▶ [STATED EXERCISE]: Reproduce, character for character, the stretch of entries from the line containing "Hi there — would you mind identifying the dog's mouth" through the line containing "xmin=17 ymin=110 xmax=74 ymax=131", and output nothing else.

***** EXCERPTED DATA *****

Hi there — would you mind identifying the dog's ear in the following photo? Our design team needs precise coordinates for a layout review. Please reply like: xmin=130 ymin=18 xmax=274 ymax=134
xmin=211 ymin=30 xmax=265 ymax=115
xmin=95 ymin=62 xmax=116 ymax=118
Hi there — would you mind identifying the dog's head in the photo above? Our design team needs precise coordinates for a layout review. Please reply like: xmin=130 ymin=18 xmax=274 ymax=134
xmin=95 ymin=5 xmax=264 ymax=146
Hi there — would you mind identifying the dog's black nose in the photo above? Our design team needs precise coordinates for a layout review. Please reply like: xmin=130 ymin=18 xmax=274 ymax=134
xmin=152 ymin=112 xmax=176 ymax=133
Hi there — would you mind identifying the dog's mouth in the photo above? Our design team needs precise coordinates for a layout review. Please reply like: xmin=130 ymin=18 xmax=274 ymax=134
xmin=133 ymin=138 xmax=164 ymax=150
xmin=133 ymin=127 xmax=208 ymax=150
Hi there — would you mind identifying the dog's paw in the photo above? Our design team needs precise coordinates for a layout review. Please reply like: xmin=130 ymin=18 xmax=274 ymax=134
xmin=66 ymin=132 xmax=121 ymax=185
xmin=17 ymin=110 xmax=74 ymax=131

*****
***** EXCERPTED DATA *****

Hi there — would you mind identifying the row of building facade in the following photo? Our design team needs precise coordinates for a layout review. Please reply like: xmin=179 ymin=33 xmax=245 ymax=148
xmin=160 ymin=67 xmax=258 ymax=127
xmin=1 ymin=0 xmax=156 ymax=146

*****

▶ [OUTPUT OF THE TASK]:
Hi there — would you mind identifying the dog's mouth in the photo above? Our design team needs precise coordinates for a layout review. Please reply like: xmin=130 ymin=18 xmax=274 ymax=134
xmin=133 ymin=138 xmax=164 ymax=150
xmin=133 ymin=127 xmax=208 ymax=150
Hi there — would you mind identifying the dog's paw in the photo above? Our design team needs precise coordinates for a layout review. Please reply like: xmin=130 ymin=18 xmax=274 ymax=134
xmin=66 ymin=132 xmax=121 ymax=185
xmin=17 ymin=110 xmax=74 ymax=131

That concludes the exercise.